TEXT:
- Directed by: Henry Hathaway
- Written by: Jack Cunningham Gerald Geraghty
- Based on: novel Under the Tonto Rim by Zane Grey
- Produced by: Harold Hurley
- Starring: Stuart Erwin Verna Hillie Raymond Hatton
- Distributed by: Paramount Pictures
- Release date: April 7, 1933;
- Running time: 63 minutes
- Country: United States
- Language: English

= Under the Tonto Rim (1933 film) =

1933 film

Under the Tonto Rim is a 1933 American pre-Code Western film directed by Henry Hathaway and starring Stuart Erwin and Verna Hillie. The film is a remake of a 1928 silent film starring Richard Arlen and Mary Brian. Both are based on the Zane Grey 1926 novel of the same name, as is a 1947 film. Print held by the Library of Congress.

==Plot==
A complete failure as a ranch cowhand and then a chuckwagon driver, Tonto Daley's embarrassment is total after accidentally causing a wagon to tip over and his boss's daughter Nina Weston to fall into a creek.

EXERCISE INSTRUCTIONS: Continue the article on the 1933 film Under the Tonto Rim, carrying its plot summary forward from the final sentence shown.

DATA FOR REVIEW:
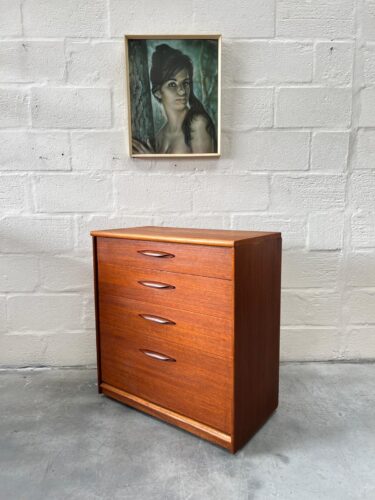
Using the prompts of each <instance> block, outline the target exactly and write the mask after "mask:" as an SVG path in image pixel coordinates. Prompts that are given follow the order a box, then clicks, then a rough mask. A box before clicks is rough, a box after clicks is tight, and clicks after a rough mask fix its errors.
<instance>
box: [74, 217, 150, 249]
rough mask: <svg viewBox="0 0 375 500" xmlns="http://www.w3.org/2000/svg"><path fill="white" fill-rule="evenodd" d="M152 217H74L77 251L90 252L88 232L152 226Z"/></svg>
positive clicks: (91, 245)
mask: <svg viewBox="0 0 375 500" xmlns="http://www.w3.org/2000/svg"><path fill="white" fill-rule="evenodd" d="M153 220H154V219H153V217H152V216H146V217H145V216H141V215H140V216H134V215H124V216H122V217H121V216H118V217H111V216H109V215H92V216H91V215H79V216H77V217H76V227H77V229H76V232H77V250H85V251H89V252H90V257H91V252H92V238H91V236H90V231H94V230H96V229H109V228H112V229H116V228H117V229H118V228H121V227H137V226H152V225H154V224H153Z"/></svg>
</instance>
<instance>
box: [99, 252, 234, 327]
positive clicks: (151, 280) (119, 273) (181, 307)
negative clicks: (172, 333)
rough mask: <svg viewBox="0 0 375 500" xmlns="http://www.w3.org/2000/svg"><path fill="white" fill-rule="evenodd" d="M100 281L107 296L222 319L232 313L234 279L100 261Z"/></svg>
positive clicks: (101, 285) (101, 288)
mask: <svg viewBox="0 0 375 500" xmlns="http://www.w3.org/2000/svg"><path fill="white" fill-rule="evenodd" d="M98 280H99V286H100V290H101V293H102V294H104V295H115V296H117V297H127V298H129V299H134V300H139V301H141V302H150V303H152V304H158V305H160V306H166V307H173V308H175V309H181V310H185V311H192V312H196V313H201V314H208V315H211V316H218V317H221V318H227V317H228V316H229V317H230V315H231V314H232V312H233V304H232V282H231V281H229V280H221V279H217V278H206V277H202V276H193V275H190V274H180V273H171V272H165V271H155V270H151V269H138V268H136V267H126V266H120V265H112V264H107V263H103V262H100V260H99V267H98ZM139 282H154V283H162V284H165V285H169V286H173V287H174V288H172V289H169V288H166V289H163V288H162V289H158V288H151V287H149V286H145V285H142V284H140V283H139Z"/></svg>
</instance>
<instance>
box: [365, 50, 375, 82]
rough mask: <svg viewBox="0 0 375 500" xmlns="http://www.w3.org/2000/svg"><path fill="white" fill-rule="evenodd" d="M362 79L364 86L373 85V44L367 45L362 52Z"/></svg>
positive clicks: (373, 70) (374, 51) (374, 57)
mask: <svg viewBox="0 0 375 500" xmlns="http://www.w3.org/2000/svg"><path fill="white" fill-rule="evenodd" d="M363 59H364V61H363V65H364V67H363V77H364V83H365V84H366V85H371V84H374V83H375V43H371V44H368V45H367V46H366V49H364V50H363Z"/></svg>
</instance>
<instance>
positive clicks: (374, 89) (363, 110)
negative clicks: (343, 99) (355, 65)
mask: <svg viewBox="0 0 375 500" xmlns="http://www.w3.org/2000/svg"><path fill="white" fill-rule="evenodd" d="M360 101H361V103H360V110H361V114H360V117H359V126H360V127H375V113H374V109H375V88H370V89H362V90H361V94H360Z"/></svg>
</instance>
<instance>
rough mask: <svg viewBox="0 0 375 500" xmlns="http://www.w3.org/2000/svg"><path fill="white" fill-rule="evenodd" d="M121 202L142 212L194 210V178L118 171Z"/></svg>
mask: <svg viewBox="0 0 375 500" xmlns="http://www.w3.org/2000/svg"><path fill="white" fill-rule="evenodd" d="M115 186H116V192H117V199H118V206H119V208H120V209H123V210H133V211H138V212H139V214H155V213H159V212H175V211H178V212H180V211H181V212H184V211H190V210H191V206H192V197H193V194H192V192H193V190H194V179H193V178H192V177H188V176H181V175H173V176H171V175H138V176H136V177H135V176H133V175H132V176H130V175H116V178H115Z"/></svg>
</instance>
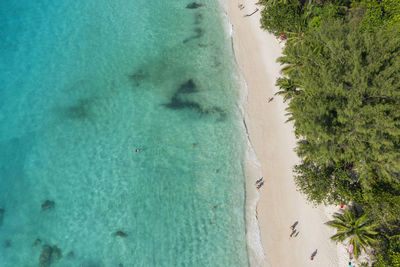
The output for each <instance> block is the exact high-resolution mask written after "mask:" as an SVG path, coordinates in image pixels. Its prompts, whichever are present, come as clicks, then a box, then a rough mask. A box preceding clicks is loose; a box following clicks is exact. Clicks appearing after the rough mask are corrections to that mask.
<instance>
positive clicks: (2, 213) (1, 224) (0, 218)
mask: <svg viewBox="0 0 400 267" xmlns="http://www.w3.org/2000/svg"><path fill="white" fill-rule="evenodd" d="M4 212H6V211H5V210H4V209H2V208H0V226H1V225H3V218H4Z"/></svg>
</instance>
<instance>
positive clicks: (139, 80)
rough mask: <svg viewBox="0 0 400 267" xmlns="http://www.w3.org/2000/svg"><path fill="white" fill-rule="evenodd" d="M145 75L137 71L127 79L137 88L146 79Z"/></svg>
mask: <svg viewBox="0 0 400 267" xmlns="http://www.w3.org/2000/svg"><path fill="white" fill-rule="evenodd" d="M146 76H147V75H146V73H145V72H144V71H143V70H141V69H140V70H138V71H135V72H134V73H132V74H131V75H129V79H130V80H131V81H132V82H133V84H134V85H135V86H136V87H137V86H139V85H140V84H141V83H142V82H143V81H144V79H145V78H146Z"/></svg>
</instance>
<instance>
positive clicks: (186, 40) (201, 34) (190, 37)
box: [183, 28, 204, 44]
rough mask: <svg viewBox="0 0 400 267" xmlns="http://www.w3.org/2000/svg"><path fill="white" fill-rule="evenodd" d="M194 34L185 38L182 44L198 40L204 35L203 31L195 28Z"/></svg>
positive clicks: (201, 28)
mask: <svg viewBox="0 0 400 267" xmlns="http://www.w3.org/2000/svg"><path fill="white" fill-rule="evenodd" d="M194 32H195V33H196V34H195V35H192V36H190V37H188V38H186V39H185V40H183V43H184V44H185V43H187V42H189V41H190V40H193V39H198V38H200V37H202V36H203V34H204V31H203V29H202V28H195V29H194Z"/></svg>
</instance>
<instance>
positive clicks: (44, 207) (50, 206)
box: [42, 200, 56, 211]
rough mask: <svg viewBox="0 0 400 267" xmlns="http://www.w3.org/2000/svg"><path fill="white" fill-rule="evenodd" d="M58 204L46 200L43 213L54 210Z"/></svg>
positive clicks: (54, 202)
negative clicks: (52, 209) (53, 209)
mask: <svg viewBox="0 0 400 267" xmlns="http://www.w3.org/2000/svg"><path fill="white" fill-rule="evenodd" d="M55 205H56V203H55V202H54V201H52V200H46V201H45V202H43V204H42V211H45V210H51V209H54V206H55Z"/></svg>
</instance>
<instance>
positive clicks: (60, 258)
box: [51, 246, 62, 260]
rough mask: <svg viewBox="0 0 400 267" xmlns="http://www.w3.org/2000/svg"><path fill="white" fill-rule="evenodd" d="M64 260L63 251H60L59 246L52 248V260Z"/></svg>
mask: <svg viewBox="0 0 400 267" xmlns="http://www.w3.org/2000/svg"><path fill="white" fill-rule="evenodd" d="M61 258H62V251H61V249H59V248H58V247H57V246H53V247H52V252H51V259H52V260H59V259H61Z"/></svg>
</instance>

RESULT FOR THIS EXERCISE:
Tonto hits the trail with his tail between his legs, taking a job from Porky and Tom to become a hog farmer. He is miserable and lonely, and things get worse when former foreman Munther tries to railroad Tonto in the rustling of some cattle. He finds out Porky and Tom are in on it, and Nina becomes Tonto's ally in the fight to make things right.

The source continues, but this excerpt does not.